→ STORED RECORDS

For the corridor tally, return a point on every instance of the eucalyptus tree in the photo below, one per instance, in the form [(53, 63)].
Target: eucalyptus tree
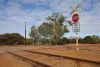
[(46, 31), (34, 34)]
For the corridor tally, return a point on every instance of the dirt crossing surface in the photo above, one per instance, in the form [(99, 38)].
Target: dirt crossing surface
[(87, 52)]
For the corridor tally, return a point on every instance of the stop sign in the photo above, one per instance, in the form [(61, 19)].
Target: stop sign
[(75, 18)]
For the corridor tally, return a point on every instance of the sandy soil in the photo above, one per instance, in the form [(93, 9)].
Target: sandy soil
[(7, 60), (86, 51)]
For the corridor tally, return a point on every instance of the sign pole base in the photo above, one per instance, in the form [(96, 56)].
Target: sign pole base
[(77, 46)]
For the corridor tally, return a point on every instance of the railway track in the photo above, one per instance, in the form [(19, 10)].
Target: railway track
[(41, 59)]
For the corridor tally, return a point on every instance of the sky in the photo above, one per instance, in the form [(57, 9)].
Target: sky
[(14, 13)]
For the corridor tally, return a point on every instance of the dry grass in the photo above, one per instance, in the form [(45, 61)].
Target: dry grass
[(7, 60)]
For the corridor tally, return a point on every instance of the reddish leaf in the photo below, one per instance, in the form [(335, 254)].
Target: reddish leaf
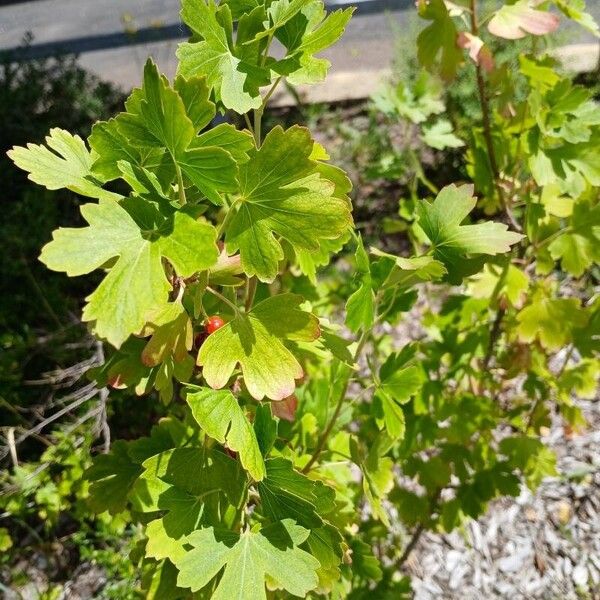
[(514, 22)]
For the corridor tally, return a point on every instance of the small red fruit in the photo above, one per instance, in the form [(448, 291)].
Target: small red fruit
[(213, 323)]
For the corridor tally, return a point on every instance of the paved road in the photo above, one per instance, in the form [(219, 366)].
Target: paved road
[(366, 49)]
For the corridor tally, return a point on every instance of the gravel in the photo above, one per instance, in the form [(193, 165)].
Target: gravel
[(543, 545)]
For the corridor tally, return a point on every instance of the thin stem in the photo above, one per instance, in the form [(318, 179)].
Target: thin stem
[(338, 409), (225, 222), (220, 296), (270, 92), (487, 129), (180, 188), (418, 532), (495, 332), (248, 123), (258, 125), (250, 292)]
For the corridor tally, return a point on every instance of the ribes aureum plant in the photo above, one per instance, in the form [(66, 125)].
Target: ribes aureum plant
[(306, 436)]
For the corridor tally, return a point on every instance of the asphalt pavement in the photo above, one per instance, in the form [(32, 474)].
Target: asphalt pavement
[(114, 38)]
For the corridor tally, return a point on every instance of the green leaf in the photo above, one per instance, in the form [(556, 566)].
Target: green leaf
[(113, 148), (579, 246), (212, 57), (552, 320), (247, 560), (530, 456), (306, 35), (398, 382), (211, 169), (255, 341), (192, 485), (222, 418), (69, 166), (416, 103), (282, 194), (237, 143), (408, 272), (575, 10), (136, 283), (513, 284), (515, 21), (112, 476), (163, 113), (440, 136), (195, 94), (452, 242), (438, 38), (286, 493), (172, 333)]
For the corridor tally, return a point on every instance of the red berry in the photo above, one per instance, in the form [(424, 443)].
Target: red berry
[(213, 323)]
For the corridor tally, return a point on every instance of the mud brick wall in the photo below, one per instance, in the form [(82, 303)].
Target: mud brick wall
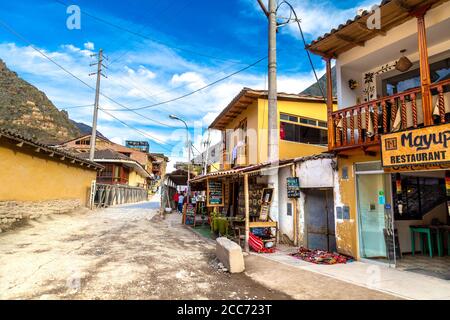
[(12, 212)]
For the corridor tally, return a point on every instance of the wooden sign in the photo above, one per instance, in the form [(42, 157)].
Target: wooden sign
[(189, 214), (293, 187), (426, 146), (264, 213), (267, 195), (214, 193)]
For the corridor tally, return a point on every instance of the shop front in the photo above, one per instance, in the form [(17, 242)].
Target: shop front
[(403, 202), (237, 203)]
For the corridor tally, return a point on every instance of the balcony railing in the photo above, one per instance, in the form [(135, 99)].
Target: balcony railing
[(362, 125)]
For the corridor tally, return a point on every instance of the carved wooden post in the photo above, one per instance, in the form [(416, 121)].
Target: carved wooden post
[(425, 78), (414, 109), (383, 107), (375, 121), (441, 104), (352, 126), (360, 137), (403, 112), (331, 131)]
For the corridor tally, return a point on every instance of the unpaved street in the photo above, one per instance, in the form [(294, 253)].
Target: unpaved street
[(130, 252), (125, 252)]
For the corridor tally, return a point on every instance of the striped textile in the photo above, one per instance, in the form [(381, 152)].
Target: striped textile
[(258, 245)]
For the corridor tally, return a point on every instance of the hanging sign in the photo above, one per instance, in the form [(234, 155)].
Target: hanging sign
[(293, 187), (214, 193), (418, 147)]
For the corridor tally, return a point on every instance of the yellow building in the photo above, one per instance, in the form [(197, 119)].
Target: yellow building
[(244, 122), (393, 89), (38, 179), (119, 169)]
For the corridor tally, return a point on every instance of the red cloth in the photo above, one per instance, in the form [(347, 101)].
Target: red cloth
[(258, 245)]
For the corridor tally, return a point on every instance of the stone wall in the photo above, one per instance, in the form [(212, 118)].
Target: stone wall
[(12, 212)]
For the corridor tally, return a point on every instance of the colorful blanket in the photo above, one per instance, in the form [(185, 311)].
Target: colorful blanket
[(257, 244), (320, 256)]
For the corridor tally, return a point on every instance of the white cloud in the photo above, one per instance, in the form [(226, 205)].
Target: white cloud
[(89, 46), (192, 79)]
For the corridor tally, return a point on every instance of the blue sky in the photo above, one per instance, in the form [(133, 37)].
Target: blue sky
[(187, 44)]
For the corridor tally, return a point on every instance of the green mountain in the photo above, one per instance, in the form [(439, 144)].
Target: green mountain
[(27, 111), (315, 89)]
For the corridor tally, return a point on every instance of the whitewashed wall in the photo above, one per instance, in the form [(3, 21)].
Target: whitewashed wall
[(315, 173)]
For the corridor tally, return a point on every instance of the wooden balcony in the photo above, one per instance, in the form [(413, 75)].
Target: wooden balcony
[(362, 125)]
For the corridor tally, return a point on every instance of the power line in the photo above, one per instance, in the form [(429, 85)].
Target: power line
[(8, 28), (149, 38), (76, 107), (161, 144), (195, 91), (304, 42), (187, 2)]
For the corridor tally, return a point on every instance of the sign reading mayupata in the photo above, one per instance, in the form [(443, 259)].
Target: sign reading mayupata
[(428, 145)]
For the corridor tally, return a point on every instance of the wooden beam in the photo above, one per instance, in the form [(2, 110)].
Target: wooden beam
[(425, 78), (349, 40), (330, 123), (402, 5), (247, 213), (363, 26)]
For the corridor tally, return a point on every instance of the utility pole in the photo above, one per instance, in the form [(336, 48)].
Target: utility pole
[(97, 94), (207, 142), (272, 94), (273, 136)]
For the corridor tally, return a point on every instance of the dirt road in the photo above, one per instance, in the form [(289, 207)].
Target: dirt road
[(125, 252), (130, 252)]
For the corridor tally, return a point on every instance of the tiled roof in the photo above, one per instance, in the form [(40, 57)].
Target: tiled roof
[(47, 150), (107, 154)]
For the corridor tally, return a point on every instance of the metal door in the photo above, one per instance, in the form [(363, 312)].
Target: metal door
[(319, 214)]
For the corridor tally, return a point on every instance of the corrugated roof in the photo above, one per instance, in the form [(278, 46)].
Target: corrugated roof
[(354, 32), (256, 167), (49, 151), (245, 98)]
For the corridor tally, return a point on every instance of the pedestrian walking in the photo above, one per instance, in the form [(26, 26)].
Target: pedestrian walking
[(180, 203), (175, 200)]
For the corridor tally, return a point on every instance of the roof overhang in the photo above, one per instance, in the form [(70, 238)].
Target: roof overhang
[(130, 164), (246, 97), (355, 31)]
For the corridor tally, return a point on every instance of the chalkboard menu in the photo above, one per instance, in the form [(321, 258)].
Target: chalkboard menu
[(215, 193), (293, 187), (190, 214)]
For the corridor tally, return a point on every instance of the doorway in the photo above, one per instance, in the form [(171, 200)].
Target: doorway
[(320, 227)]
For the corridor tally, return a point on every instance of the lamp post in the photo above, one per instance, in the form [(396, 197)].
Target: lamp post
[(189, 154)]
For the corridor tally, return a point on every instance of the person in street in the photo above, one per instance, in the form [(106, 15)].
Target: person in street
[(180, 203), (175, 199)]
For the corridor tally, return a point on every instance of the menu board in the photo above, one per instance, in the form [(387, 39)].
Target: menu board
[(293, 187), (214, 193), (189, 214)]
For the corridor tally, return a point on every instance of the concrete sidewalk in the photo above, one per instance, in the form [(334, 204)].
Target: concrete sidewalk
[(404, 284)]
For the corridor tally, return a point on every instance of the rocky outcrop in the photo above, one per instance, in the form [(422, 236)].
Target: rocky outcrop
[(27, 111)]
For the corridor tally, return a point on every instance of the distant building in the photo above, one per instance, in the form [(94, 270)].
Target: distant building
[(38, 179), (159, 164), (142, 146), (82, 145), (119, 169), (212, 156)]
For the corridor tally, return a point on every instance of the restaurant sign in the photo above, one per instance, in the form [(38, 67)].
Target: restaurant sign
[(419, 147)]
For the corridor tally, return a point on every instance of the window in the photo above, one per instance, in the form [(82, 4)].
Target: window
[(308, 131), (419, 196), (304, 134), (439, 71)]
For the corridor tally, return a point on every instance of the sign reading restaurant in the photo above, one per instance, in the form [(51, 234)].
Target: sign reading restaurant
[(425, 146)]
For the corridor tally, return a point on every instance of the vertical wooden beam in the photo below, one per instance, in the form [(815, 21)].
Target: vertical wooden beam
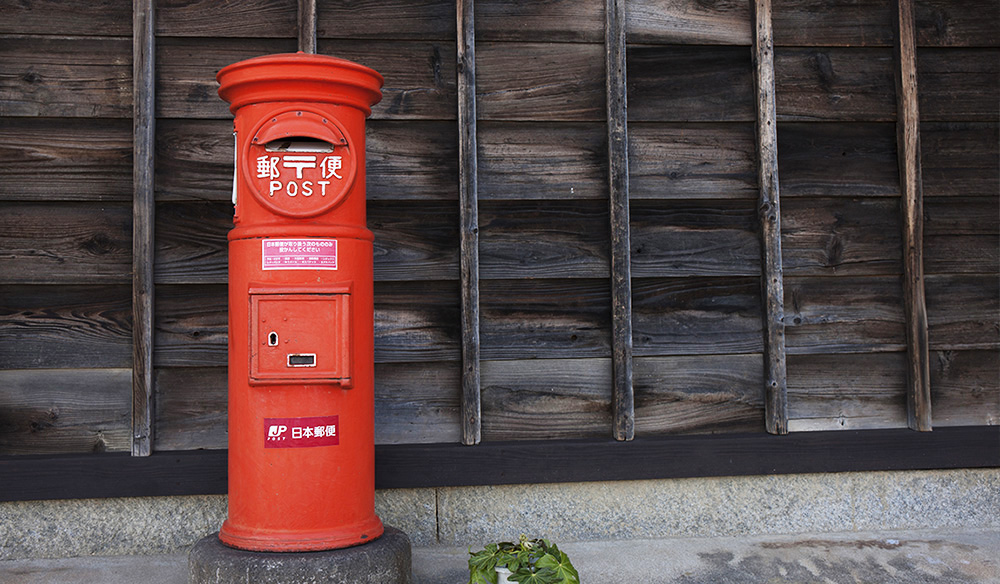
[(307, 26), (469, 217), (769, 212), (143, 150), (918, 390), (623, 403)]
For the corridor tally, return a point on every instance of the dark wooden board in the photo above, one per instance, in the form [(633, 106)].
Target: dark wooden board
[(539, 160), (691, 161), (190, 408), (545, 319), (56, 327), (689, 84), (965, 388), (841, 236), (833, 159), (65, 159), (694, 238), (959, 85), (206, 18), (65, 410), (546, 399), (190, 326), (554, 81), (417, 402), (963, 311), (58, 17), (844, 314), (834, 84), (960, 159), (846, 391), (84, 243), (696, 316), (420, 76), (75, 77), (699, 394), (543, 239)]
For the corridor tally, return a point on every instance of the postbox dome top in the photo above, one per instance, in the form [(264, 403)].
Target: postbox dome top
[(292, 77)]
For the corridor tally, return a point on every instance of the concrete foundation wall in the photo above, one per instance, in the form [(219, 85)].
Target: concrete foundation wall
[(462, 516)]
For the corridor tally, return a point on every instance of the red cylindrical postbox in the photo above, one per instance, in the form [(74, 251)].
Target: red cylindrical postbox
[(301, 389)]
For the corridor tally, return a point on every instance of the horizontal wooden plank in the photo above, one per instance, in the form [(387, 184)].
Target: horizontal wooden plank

→ PROBLEM
Could you reproduce exactly the lines from the one containing "form [(61, 19)]." through the one containing "[(7, 60), (86, 51)]", including both of those lines?

→ ANSWER TO THE EXERCISE
For the corridor tally, return a point on every instance of the stop sign in the photo above, one per instance, in the form [(61, 19)].
Target: stop sign
[(75, 18)]
For the corridor tally, return a point on every instance of the sandy soil in the photo above, one per instance, in the form [(93, 9)].
Target: sandy soil
[(7, 60), (86, 51)]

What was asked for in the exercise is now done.